** start of Recorded data **
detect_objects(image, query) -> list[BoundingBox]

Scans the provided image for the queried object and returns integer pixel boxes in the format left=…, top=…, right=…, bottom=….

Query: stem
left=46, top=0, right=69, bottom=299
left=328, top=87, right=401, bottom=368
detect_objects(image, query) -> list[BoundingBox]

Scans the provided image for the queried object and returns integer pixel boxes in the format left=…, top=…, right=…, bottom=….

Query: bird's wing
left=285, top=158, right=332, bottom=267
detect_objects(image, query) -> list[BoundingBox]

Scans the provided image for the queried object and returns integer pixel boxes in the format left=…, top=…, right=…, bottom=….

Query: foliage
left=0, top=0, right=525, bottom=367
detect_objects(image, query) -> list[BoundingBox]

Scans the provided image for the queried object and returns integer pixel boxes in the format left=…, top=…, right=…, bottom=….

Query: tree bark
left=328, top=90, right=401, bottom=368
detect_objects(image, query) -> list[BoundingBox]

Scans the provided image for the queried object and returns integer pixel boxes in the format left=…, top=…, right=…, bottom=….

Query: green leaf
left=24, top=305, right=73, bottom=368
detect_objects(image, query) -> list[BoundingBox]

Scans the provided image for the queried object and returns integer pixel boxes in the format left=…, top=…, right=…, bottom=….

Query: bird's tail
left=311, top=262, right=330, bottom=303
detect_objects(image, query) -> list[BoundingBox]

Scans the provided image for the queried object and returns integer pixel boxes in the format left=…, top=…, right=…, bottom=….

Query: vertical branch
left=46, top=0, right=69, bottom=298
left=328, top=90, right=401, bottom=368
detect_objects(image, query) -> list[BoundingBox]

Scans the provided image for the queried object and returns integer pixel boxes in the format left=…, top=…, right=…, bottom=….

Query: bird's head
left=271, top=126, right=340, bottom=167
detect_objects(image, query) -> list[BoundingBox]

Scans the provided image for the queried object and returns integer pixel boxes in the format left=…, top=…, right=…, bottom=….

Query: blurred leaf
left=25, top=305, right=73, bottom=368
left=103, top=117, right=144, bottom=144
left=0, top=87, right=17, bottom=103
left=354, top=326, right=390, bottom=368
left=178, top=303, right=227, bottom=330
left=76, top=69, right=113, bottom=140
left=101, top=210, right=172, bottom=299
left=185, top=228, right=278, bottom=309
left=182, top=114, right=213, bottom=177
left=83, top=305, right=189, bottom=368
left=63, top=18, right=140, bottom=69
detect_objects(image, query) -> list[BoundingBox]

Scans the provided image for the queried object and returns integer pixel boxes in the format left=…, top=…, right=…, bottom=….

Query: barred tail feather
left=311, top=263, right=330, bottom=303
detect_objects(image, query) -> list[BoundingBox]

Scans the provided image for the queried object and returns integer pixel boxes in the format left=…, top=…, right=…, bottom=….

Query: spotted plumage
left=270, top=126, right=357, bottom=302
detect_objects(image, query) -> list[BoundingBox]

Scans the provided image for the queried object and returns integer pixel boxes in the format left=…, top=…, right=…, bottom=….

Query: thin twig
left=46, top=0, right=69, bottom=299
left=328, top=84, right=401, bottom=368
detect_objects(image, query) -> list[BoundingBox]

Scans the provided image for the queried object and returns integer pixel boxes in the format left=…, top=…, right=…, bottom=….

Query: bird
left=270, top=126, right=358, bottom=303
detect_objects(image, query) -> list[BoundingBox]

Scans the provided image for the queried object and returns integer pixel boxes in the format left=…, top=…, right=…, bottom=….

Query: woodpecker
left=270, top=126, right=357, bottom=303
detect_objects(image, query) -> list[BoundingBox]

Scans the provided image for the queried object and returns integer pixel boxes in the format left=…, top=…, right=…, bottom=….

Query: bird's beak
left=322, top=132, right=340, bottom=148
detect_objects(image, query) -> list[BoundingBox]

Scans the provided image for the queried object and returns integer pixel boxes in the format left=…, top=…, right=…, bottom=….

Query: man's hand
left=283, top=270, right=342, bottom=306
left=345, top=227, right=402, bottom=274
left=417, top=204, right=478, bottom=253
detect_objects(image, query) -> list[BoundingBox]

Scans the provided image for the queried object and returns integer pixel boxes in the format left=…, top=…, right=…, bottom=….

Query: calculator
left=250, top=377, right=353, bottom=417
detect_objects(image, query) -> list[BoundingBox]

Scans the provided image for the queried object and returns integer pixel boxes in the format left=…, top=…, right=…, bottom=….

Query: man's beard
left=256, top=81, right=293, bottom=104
** end of Recorded data **
> **The exercise**
Copy the material above, from its first line through the line containing "left=271, top=126, right=340, bottom=167", keeping every line. Shift each bounding-box coordinate by adding 92 to it.

> **Solution to the problem**
detect_objects(image, query) -> list[BoundingBox]

Scans the provided image for the queried object and returns integer pixel boxes in the format left=…, top=…, right=…, bottom=….

Query: stem
left=138, top=92, right=161, bottom=391
left=420, top=179, right=493, bottom=460
detect_objects(image, query) -> list[BoundingBox]

Scans the provided image for the queried object and returns integer pixel boxes in the format left=…, top=…, right=…, bottom=….

Query: bird's wing
left=377, top=250, right=424, bottom=359
detect_objects(image, query) -> list[BoundingBox]

Scans the provided image for the queried object and returns integer pixel boxes in the format left=…, top=…, right=…, bottom=….

Query: foliage
left=92, top=92, right=617, bottom=459
detect_objects(image, query) -> list[BoundingBox]

Scans the provided image for the queried object and returns integer pixel boxes in the format left=…, top=…, right=…, bottom=….

Query: tree bark
left=420, top=182, right=493, bottom=460
detect_objects(image, query) -> list[BoundingBox]

Scans the provided image for the queried object and returns integer pixel boxes in the format left=…, top=…, right=…, bottom=….

Query: green leaf
left=116, top=397, right=165, bottom=460
detect_objects(image, query) -> list[BoundingBox]

Scans the provided image for the queried object and returns integer pixel boxes in the format left=…, top=…, right=…, bottom=….

Query: bird's tail
left=403, top=354, right=422, bottom=395
detect_objects(image, query) -> list[BoundingBox]

Scans the provided image for the queried object and returns integer pixel boxes in the format left=…, top=…, right=…, bottom=….

Query: vertical branch
left=138, top=92, right=161, bottom=390
left=420, top=182, right=493, bottom=460
detect_objects(image, query) -> list[BoundingBox]

Scans the provided image for the queried object and returns integer pixel boxes in the format left=…, top=…, right=…, bottom=….

Query: bird's head
left=363, top=218, right=432, bottom=259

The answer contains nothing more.